◆ Requirement ◆
When you reach the line that contains "# point: radial" in the data below, copy it and every line after it exactly, adding nothing.

◆ Available records ◆
━━━

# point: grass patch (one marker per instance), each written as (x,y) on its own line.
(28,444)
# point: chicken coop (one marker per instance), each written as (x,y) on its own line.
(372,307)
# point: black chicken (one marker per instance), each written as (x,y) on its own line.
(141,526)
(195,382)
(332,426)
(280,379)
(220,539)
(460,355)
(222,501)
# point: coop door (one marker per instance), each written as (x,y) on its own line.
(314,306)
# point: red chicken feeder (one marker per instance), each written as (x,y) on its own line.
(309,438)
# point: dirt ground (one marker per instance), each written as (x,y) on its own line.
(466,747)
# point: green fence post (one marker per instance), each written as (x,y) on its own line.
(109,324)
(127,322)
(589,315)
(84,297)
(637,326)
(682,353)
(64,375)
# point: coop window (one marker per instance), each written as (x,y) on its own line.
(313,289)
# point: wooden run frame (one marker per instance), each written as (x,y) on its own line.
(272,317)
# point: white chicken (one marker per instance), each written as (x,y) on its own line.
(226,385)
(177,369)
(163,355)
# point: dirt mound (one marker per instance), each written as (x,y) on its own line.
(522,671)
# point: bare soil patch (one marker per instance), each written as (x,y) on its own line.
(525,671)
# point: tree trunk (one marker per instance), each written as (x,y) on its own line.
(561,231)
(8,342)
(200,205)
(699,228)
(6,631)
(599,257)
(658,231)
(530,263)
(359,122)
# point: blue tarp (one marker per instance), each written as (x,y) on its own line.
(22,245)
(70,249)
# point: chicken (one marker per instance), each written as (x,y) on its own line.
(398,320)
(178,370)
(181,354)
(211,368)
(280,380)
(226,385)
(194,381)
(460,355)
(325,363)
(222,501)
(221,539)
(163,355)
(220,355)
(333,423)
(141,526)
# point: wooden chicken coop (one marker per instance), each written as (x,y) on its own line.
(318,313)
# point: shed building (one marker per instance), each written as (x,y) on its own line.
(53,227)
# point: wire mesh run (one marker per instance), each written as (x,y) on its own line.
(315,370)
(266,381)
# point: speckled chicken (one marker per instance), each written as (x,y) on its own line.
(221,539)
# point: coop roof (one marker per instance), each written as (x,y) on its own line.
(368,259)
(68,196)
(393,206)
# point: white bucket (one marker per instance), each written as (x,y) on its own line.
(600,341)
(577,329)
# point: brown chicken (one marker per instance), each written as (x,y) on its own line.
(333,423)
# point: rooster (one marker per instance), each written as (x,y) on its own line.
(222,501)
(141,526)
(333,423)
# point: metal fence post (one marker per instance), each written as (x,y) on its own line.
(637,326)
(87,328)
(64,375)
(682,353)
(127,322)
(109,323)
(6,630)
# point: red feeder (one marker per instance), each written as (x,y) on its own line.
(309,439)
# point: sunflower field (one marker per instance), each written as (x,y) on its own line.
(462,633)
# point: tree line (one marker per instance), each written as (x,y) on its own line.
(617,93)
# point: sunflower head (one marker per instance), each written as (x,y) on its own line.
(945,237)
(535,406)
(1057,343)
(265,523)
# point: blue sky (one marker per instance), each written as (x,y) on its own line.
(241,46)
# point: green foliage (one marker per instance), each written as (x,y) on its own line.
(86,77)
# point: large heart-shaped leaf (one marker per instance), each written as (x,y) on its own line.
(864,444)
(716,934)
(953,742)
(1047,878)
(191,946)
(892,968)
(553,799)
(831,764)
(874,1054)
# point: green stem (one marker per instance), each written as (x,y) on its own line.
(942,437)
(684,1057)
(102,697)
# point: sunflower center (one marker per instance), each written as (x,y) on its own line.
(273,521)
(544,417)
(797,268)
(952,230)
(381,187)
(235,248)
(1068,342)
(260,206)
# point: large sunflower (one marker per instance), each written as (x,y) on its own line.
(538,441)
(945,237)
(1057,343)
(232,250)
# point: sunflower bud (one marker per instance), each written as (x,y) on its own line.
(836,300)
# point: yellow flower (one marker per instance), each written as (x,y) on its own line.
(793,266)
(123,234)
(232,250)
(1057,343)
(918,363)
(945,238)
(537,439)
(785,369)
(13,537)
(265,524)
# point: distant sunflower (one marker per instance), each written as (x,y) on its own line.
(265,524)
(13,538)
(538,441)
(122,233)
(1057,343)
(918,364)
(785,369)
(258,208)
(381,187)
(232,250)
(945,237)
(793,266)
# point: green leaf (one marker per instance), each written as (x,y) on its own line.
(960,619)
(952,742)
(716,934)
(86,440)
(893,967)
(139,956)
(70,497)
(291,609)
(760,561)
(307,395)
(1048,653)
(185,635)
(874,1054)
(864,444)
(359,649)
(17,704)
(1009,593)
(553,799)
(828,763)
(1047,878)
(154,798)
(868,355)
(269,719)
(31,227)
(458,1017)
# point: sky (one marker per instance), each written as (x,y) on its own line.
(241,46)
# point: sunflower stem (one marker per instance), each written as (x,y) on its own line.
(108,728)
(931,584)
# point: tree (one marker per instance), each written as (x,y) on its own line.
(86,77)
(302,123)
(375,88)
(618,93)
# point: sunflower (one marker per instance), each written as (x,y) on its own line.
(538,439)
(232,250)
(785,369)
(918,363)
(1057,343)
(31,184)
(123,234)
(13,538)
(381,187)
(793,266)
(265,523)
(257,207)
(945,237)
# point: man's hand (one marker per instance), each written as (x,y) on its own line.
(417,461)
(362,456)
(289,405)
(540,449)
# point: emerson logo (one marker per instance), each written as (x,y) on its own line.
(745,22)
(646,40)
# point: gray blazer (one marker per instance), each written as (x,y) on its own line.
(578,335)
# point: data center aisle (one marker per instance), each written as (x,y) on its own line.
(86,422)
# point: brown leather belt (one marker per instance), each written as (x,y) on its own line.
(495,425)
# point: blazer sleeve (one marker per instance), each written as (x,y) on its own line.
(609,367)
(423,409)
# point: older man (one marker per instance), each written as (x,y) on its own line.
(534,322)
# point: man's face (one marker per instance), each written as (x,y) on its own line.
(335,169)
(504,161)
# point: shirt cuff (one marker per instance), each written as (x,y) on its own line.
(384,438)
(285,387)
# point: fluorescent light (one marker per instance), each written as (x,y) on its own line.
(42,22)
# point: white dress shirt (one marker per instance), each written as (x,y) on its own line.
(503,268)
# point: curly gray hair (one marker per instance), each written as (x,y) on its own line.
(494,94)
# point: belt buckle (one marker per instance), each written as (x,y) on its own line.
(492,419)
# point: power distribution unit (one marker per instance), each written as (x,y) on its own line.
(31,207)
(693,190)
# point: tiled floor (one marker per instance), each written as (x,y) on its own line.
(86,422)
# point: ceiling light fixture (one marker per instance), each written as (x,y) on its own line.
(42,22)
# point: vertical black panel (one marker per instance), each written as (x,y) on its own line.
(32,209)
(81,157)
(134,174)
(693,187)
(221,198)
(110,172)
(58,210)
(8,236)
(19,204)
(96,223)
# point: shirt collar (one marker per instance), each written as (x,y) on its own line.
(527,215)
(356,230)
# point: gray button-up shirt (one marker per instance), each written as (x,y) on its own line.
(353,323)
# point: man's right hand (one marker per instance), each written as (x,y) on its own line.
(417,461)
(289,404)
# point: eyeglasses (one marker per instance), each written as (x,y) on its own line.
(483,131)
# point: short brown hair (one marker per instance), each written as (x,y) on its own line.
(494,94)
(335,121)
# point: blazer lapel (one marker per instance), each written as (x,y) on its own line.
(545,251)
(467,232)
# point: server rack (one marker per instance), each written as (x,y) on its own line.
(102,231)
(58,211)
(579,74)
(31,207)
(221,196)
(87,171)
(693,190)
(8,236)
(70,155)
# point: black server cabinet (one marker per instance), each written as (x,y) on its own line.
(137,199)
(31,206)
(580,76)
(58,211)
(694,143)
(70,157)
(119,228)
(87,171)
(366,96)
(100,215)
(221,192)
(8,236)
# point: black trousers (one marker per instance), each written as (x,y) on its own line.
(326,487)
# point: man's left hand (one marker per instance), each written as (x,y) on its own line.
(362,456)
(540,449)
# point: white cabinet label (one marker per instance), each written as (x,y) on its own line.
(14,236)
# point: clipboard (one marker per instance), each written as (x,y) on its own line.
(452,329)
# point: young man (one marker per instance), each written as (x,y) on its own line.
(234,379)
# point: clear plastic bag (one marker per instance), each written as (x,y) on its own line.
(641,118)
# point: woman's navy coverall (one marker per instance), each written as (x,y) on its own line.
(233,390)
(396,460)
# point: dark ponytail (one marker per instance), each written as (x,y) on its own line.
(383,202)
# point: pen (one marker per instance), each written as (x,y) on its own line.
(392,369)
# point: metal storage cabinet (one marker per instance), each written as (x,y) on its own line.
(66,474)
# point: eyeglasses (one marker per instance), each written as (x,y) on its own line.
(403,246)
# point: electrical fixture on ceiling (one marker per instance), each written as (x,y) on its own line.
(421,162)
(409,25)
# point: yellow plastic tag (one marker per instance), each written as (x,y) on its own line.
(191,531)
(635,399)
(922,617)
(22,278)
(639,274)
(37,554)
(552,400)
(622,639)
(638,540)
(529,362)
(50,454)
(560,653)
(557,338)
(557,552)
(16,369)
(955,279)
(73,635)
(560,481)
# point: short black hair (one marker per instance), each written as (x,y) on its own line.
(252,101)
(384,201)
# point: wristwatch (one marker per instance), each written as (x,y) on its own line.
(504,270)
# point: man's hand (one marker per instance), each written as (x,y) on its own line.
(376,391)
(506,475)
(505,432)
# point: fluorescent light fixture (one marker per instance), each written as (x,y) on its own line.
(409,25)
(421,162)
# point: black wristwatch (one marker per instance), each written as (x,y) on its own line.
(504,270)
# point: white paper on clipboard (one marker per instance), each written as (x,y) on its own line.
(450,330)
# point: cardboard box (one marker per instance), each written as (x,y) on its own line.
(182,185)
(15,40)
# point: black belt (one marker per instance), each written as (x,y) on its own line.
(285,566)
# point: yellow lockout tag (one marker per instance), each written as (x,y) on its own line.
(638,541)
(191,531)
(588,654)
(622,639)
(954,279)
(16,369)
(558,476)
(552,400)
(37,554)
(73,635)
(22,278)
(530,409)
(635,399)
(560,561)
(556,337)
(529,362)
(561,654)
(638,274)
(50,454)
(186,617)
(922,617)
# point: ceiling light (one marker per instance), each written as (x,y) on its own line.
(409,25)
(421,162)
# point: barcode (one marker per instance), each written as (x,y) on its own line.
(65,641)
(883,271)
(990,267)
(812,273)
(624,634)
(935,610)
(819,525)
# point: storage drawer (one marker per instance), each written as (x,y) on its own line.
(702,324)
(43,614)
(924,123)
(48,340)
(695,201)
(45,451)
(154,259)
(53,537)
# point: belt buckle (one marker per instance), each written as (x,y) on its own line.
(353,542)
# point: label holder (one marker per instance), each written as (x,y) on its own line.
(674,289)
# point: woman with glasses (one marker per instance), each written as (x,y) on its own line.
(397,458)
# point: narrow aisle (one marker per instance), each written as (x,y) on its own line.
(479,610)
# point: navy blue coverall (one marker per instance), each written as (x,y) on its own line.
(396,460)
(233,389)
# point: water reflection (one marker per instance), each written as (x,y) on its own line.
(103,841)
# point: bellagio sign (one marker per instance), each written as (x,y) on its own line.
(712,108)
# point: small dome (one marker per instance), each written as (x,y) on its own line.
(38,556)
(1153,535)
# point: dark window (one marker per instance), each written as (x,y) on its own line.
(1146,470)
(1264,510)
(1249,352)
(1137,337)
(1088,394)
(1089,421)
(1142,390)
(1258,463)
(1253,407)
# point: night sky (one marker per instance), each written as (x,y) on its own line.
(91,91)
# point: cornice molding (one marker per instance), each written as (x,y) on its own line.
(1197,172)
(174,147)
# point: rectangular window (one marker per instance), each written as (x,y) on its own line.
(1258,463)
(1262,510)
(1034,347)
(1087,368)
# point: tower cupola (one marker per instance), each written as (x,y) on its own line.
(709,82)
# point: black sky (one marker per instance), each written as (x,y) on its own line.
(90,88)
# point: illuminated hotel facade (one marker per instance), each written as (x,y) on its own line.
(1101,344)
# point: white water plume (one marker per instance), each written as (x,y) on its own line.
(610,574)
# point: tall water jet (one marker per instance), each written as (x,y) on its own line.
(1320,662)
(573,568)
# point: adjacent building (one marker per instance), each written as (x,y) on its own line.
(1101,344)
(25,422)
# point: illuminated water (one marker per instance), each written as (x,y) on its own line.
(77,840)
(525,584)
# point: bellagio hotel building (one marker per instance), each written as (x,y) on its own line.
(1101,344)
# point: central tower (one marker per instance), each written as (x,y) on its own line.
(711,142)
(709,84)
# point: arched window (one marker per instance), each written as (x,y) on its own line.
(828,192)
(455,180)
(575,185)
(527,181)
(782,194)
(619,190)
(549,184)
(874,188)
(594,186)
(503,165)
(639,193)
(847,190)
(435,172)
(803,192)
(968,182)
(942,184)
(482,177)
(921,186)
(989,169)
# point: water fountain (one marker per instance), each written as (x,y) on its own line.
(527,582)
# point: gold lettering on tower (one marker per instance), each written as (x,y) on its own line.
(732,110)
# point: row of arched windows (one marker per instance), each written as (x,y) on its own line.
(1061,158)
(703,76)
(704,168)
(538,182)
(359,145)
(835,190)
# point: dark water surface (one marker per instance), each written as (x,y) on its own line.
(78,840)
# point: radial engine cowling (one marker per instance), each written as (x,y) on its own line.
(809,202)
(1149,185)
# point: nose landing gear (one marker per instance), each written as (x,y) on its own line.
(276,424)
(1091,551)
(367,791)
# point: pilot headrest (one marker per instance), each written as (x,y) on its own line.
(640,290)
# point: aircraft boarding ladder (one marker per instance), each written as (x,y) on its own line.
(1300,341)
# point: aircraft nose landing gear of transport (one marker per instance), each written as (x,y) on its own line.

━━━

◆ Exercise solution ◆
# point: radial engine cowling (one marker per instance), each written as (x,y) on its own line.
(809,202)
(1149,185)
# point: nose landing gear (one marker per instance), each written as (x,y) on its own line.
(276,424)
(1091,551)
(367,791)
# point: pilot headrest (one marker per instance), each written as (x,y) on its own line.
(640,290)
# point: aircraft boarding ladder (one marker per instance), each written as (x,y) on its own line.
(1300,341)
# point: aircraft nose landing gear of transport (one marker per instance), each written as (x,y) on its own line.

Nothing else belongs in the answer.